Task brief: Lines from the one containing "Please mark the sticky" through the last one in the data below: write them out word for word, and only them.

(Supplied records begins)

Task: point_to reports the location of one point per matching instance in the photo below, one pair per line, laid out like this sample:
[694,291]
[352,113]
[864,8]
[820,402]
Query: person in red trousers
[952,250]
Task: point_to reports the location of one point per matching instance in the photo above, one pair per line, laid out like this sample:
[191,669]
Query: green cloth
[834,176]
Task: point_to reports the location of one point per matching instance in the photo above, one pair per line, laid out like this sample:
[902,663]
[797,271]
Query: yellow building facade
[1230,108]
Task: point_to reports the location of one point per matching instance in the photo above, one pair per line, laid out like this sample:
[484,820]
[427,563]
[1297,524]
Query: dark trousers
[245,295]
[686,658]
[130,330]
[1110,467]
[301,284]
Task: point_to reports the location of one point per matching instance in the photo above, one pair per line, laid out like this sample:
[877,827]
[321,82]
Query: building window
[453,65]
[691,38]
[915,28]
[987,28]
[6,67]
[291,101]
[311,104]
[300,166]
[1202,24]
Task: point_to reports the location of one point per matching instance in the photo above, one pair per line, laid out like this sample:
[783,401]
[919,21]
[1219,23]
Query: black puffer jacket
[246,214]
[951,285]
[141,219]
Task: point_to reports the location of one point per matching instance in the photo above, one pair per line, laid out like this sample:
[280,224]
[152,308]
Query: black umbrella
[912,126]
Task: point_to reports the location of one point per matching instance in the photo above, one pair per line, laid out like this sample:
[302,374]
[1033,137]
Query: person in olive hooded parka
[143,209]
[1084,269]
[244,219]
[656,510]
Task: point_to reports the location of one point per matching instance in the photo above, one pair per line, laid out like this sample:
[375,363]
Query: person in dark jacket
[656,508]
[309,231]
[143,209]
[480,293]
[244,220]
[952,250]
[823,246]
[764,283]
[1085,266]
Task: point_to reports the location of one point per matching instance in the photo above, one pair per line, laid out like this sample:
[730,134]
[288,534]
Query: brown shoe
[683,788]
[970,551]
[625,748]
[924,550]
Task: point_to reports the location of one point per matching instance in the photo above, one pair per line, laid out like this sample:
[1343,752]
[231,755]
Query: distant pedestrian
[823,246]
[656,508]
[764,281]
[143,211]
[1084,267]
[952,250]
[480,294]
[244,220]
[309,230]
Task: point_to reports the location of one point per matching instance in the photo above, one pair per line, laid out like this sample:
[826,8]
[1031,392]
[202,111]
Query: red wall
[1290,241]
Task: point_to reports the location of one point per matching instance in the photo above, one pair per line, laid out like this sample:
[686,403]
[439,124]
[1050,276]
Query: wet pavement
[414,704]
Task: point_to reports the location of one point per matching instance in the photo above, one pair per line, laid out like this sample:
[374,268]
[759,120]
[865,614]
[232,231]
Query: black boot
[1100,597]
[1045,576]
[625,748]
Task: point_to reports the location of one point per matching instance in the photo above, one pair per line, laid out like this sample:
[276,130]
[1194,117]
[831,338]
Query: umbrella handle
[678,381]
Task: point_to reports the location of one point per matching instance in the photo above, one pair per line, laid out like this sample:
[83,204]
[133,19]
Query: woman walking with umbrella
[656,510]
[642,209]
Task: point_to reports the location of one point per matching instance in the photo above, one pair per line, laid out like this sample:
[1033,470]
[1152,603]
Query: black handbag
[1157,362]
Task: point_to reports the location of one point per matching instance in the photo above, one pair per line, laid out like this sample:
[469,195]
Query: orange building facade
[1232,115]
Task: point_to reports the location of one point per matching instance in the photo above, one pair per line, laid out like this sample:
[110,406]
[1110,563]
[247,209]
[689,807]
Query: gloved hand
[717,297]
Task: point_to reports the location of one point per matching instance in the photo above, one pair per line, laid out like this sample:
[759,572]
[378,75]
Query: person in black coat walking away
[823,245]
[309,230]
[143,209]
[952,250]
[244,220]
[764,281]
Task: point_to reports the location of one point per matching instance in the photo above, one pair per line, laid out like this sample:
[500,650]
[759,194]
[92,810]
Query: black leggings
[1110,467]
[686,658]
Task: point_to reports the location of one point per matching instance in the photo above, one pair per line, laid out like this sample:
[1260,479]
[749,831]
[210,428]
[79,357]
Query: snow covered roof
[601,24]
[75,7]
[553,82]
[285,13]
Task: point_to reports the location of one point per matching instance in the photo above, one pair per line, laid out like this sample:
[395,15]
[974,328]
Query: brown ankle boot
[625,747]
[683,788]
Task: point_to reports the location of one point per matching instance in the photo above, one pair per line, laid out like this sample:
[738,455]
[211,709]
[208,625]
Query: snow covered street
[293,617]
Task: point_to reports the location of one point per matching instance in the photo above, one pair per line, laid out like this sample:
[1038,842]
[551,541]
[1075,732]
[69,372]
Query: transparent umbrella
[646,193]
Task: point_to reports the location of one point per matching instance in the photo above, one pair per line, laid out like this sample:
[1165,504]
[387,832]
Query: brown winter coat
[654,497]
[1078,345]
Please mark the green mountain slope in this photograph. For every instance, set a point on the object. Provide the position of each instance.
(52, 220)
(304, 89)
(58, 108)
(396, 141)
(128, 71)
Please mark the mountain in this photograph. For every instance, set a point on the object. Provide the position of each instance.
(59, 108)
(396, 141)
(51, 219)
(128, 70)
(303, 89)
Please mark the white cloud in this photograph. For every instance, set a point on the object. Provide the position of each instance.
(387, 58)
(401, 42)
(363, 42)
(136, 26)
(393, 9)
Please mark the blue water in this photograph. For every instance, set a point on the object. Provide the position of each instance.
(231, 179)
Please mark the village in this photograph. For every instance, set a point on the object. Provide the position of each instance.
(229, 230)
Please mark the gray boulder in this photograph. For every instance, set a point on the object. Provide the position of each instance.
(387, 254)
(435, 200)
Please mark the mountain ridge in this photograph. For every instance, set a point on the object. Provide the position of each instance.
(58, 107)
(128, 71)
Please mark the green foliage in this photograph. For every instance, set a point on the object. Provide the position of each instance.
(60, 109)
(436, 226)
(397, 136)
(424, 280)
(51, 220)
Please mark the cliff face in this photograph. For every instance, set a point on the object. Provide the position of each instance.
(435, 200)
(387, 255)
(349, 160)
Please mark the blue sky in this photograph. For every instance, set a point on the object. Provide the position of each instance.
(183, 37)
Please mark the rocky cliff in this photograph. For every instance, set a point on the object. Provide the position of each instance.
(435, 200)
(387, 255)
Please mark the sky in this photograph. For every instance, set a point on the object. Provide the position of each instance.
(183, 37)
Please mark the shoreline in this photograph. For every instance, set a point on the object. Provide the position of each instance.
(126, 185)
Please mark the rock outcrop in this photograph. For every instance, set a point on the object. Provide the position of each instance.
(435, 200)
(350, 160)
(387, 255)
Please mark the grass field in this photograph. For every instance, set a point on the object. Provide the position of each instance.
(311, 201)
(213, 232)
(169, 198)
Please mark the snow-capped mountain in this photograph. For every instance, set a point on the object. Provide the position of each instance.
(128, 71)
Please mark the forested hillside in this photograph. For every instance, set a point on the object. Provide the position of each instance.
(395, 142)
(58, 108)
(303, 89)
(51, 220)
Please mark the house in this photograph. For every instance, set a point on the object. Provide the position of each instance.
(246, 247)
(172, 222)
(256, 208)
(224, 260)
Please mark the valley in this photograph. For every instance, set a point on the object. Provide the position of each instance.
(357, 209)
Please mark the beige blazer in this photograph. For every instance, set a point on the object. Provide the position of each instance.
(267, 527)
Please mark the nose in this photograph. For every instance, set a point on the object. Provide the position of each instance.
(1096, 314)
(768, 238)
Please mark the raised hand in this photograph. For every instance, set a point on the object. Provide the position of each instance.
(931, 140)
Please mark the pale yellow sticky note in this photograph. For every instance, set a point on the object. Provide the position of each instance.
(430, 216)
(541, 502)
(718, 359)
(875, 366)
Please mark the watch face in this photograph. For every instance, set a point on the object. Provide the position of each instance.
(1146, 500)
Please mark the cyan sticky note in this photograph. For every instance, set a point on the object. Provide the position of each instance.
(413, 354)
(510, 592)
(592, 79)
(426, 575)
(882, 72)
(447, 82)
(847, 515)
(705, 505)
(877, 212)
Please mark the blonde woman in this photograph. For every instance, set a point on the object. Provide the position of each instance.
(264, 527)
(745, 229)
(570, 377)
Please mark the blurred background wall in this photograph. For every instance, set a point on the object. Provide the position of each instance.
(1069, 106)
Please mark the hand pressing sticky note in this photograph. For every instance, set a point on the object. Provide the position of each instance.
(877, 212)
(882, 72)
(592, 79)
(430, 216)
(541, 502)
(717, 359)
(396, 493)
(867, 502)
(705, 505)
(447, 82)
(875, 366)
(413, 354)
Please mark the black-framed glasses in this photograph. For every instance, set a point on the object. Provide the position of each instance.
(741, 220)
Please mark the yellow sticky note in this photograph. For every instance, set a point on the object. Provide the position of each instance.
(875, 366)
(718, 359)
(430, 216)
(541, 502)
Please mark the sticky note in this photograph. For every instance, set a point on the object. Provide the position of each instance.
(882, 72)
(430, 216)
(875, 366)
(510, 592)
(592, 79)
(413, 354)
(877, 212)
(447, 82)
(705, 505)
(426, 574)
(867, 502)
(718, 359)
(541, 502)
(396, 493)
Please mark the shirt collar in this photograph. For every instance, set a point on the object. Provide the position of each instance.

(Supplied records ends)

Exercise result:
Please mark the sticky note in this photograph. For every instance, set a point on the object. Provide the position of each instance.
(882, 72)
(430, 216)
(875, 366)
(510, 592)
(592, 79)
(413, 354)
(877, 212)
(447, 82)
(705, 505)
(426, 574)
(867, 502)
(718, 359)
(541, 502)
(396, 493)
Please mark the shirt collar in this photograph. For every instance, set a point on the object. Provide the position of each instance.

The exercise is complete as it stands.